▸ What is being asked
Count the rows below that contain the string "pedestrian", treating uppercase and lowercase as different, and give only the number.

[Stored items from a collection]
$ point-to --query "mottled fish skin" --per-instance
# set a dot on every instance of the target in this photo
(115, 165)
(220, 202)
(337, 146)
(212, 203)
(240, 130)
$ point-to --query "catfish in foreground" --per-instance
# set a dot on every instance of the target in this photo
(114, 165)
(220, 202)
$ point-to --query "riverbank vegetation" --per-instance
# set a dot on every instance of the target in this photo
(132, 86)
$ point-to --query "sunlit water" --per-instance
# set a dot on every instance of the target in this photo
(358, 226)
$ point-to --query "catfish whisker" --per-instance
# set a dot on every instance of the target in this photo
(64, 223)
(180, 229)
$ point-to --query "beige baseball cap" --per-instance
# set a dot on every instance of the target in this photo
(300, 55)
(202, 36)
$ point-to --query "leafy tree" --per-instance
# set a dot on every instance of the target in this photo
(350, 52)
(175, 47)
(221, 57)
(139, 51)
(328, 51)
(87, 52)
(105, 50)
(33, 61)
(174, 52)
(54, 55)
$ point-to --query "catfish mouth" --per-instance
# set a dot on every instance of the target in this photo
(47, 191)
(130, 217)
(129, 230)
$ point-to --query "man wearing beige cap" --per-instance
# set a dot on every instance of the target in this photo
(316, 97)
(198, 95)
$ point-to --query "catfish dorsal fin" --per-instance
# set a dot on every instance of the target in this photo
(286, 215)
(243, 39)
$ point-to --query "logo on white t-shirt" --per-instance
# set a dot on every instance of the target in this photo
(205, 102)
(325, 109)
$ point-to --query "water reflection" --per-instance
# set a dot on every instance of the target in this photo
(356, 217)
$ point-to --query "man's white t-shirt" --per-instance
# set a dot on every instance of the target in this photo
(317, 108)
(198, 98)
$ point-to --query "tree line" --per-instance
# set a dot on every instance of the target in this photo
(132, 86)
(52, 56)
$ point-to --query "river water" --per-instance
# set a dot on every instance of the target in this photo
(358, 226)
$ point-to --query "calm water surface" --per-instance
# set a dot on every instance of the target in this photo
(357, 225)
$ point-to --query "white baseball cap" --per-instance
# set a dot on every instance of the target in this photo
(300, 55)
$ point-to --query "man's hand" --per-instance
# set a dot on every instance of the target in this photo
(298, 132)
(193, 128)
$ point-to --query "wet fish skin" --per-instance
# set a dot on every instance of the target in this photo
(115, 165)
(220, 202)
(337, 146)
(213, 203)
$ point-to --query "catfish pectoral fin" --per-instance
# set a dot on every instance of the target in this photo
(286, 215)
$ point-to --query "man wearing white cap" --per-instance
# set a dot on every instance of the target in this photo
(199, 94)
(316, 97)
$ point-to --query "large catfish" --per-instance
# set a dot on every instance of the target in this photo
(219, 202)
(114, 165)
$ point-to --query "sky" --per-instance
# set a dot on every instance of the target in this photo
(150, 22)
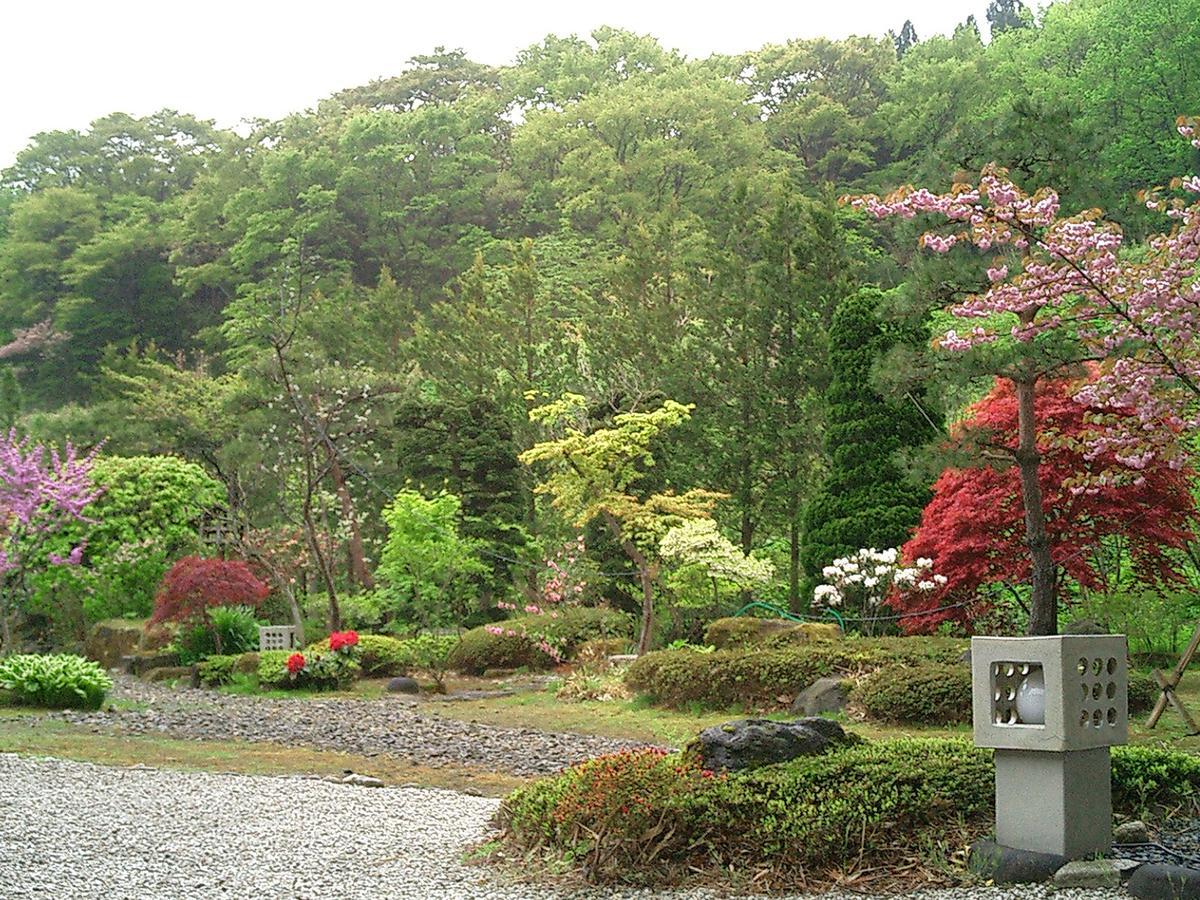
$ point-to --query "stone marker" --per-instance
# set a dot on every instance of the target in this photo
(825, 695)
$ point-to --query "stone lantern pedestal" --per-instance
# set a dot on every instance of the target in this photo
(1051, 707)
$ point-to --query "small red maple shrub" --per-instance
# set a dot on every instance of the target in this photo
(193, 586)
(973, 526)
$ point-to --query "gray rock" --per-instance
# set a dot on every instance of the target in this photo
(403, 685)
(750, 743)
(1089, 874)
(1131, 833)
(825, 695)
(1007, 865)
(1157, 881)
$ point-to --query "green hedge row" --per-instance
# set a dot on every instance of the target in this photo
(772, 677)
(516, 645)
(642, 817)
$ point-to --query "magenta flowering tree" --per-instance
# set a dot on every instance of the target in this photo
(1071, 283)
(41, 491)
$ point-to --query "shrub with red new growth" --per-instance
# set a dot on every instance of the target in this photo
(193, 586)
(343, 640)
(973, 527)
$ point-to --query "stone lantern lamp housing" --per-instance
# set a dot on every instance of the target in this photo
(1051, 707)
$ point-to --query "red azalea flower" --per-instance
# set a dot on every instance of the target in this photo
(342, 640)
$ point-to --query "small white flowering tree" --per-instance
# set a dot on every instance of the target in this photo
(857, 585)
(702, 553)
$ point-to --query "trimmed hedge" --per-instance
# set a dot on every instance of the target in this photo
(383, 657)
(773, 677)
(929, 694)
(516, 646)
(743, 631)
(642, 816)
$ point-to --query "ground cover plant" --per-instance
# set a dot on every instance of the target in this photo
(772, 677)
(648, 817)
(57, 682)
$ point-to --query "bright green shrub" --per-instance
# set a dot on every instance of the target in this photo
(1149, 780)
(322, 671)
(57, 682)
(744, 630)
(929, 694)
(217, 671)
(814, 811)
(641, 816)
(772, 677)
(514, 643)
(383, 657)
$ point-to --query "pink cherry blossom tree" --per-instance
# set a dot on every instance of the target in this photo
(40, 491)
(1059, 281)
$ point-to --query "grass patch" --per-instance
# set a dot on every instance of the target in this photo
(33, 736)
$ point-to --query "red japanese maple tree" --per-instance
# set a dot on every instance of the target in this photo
(973, 527)
(195, 585)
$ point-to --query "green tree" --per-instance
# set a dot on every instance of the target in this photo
(594, 474)
(427, 565)
(865, 499)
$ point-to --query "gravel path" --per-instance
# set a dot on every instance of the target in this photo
(396, 726)
(79, 832)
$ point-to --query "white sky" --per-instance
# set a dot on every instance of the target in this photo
(67, 63)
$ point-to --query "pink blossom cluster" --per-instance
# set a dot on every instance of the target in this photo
(40, 492)
(1137, 312)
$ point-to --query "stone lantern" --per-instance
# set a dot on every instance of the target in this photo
(1051, 707)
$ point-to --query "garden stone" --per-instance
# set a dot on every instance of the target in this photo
(403, 685)
(1089, 874)
(1131, 833)
(825, 695)
(1007, 865)
(1158, 881)
(750, 743)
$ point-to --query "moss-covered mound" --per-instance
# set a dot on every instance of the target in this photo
(516, 643)
(647, 817)
(744, 631)
(767, 678)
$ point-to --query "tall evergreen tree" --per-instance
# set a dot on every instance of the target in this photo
(865, 499)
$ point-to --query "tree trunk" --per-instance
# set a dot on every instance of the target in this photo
(646, 575)
(1044, 600)
(355, 557)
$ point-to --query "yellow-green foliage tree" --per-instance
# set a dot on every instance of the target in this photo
(594, 474)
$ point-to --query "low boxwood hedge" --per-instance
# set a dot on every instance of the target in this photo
(773, 677)
(744, 630)
(927, 694)
(514, 643)
(643, 816)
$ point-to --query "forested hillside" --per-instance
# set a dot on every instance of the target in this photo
(376, 293)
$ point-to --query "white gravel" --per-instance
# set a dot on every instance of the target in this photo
(72, 829)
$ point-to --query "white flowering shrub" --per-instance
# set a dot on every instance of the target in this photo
(857, 586)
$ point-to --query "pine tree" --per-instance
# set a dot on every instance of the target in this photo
(865, 499)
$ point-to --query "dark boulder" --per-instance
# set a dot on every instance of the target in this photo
(403, 685)
(750, 743)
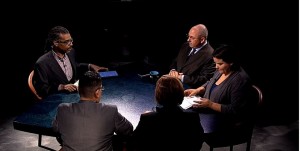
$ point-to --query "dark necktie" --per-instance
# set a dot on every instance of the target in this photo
(192, 52)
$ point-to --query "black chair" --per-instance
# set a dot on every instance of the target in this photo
(240, 137)
(31, 87)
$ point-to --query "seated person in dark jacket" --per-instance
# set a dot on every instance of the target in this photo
(57, 70)
(194, 64)
(226, 97)
(169, 127)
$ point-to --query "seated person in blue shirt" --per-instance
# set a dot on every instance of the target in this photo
(89, 125)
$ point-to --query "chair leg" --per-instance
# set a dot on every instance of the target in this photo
(40, 140)
(248, 145)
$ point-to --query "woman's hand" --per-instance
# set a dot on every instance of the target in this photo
(193, 92)
(202, 103)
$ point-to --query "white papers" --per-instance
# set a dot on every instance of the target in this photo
(76, 83)
(188, 101)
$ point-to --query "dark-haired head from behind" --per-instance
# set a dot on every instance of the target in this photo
(169, 91)
(53, 35)
(229, 55)
(89, 83)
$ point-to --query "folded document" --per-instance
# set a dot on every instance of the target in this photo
(188, 101)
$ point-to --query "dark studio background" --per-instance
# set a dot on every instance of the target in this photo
(266, 35)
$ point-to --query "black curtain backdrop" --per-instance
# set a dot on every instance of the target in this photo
(267, 36)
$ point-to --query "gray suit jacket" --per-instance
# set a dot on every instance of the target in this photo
(198, 69)
(89, 126)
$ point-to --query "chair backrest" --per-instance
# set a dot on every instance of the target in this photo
(246, 138)
(259, 93)
(31, 87)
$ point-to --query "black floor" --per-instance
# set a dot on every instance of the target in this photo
(265, 138)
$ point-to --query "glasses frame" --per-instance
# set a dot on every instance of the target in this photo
(66, 42)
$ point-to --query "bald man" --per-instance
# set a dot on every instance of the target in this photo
(194, 65)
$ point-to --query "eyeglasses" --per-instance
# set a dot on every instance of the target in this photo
(191, 37)
(66, 42)
(101, 88)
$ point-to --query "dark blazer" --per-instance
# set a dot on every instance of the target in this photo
(48, 75)
(198, 69)
(89, 126)
(234, 95)
(164, 129)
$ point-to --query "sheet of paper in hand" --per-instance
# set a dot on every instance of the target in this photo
(104, 74)
(188, 101)
(76, 83)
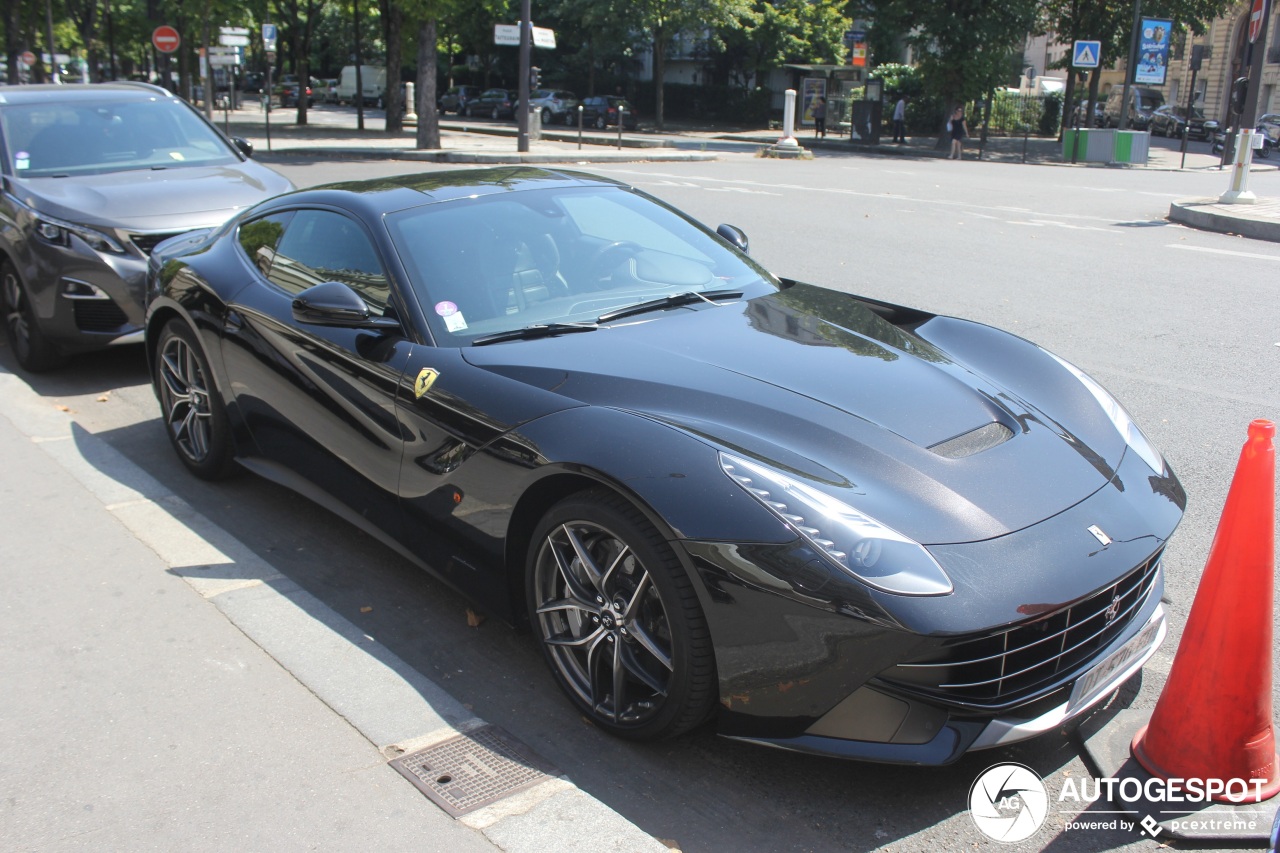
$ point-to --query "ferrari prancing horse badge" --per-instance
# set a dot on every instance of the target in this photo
(425, 379)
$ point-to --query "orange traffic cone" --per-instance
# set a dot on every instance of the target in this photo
(1212, 720)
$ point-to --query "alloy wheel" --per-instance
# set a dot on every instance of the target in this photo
(184, 398)
(16, 314)
(603, 623)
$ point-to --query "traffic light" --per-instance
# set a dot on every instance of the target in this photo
(1239, 94)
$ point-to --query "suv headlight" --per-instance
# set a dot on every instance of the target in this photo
(58, 232)
(859, 544)
(1121, 420)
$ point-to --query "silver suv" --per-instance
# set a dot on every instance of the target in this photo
(95, 177)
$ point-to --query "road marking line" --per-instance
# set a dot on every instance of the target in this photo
(841, 191)
(1224, 251)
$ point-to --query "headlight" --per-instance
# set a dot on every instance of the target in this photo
(862, 546)
(1124, 424)
(58, 232)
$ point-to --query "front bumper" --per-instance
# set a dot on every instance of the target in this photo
(810, 660)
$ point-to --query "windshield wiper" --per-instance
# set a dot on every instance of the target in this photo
(668, 301)
(535, 331)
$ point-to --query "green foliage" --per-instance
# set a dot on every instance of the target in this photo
(764, 35)
(723, 104)
(963, 46)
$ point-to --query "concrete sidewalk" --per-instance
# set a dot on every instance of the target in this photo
(167, 689)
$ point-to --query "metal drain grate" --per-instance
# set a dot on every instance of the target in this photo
(472, 770)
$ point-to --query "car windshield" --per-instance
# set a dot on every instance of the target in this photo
(92, 137)
(512, 260)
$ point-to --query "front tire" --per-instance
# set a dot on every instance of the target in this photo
(193, 413)
(35, 352)
(618, 620)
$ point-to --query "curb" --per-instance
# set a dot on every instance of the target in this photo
(493, 158)
(1207, 214)
(389, 702)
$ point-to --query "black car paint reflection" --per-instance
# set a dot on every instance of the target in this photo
(960, 446)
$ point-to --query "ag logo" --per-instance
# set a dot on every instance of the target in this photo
(1009, 802)
(425, 379)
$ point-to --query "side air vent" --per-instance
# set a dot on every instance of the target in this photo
(976, 442)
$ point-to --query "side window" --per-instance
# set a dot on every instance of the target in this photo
(323, 246)
(260, 237)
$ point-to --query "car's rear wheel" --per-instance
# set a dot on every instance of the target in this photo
(193, 413)
(618, 619)
(35, 352)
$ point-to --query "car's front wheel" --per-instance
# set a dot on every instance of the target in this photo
(193, 414)
(35, 352)
(618, 619)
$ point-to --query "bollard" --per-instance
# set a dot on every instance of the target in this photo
(789, 121)
(410, 104)
(1238, 192)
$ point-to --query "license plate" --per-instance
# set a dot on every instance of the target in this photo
(1091, 683)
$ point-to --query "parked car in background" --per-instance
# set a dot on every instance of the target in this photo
(494, 103)
(96, 176)
(1142, 103)
(1170, 121)
(456, 99)
(554, 105)
(289, 90)
(373, 85)
(1078, 114)
(602, 112)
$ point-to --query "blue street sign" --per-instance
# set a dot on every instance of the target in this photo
(1086, 54)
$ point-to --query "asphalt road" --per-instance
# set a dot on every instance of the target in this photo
(1182, 325)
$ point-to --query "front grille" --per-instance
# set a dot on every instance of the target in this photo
(99, 315)
(1010, 666)
(146, 242)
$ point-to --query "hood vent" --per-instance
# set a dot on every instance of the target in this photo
(976, 442)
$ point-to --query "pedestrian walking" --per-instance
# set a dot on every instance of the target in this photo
(958, 132)
(819, 117)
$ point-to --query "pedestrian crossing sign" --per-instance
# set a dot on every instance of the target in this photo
(1086, 54)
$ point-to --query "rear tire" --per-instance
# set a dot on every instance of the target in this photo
(33, 351)
(618, 620)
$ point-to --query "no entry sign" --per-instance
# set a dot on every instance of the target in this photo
(165, 39)
(1257, 14)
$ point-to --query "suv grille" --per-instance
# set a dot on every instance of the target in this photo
(1014, 665)
(146, 242)
(99, 315)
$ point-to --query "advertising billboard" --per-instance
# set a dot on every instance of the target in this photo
(1152, 53)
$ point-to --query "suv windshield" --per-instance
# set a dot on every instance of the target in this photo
(92, 137)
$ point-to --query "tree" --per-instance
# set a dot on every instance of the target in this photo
(664, 19)
(767, 33)
(963, 45)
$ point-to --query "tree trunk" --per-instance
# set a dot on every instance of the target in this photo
(659, 71)
(393, 19)
(428, 119)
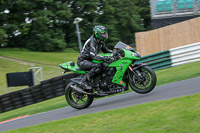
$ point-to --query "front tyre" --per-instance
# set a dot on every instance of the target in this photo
(143, 80)
(75, 99)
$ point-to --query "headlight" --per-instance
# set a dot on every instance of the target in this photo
(136, 54)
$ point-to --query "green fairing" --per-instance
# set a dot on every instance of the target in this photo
(122, 65)
(74, 68)
(104, 54)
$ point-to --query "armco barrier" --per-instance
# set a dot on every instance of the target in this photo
(47, 89)
(185, 54)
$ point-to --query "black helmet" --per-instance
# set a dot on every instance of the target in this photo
(100, 32)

▸ Finished task
2